* Text passage:
==*==

Policy —

Google: don’t give private “trolls” Web censorship power

As Congress considers new legislation to block "rogue" websites, it's also …

The House and Senate are both drafting "rogue sites" legislation that will likely support website blocking at the domain name level and will require online ad networks and credit card companies to stop working with sites on the blacklist. That idea is controversial enough when only the government has the power to pursue the censoring; it gets even more controversial if private companies get the right to bring a censorship action in court without waiting for government to act.

Both houses of Congress are considering such a "private right of action" as they work to review and revise last year's COICA Web censorship bill, but Google can't say strongly enough what a bad idea this would be.

Appearing at today's "Legitimate Sites v. Parasites" hearing before the House Judiciary Committee, Google's Kent Walker was clear: a private right of action to bring a COICA claim would give rightsholders tremendous leverage over Google. Walker went so far as to warn of "shakedowns" from private companies wanting to force changes in Google's behavior.

In his written remarks, Walker expanded on the thought. "Policymakers should foreclose private rights of action and tailor intermediary requirements appropriately," he said. "Given the evasive tactics bad actors employ to avoid detection, no intermediary will be able to prevent all abuse of its systems, and efforts to legislate must be careful not to hold intermediaries responsible for abuses of their systems that could not reasonably be prevented. Legislation should not include a private right of action that would invite suits by 'trolls' to extort settlements from intermediaries or sites who are making good faith efforts to comply with the law."

==*==

* Information provided:
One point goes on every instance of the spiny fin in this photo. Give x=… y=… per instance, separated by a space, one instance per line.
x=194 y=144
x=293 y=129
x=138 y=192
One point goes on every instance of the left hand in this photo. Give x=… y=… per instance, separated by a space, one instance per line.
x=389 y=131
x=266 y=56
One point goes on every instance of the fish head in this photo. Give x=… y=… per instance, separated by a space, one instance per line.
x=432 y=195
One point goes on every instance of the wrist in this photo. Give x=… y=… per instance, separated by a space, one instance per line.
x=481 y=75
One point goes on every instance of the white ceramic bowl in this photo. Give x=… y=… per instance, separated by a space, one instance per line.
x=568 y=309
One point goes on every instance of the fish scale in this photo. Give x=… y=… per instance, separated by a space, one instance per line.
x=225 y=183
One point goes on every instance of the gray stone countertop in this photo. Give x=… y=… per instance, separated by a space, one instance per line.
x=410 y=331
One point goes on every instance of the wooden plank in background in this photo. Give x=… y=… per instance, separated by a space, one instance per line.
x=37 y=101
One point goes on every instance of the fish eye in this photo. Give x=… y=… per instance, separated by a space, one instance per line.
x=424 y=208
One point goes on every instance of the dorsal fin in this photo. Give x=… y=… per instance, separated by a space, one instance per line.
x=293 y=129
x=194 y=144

==*==

* Task description: Please write out the full article on Google and the "rogue sites" legislation word for word, from its first line to its last.

* Completed task:
Policy —

Google: don’t give private “trolls” Web censorship power

As Congress considers new legislation to block "rogue" websites, it's also …

The House and Senate are both drafting "rogue sites" legislation that will likely support website blocking at the domain name level and will require online ad networks and credit card companies to stop working with sites on the blacklist. That idea is controversial enough when only the government has the power to pursue the censoring; it gets even more controversial if private companies get the right to bring a censorship action in court without waiting for government to act.

Both houses of Congress are considering such a "private right of action" as they work to review and revise last year's COICA Web censorship bill, but Google can't say strongly enough what a bad idea this would be.

Appearing at today's "Legitimate Sites v. Parasites" hearing before the House Judiciary Committee, Google's Kent Walker was clear: a private right of action to bring a COICA claim would give rightsholders tremendous leverage over Google. Walker went so far as to warn of "shakedowns" from private companies wanting to force changes in Google's behavior.

In his written remarks, Walker expanded on the thought. "Policymakers should foreclose private rights of action and tailor intermediary requirements appropriately," he said. "Given the evasive tactics bad actors employ to avoid detection, no intermediary will be able to prevent all abuse of its systems, and efforts to legislate must be careful not to hold intermediaries responsible for abuses of their systems that could not reasonably be prevented. Legislation should not include a private right of action that would invite suits by 'trolls' to extort settlements from intermediaries or sites who are making good faith efforts to comply with the law."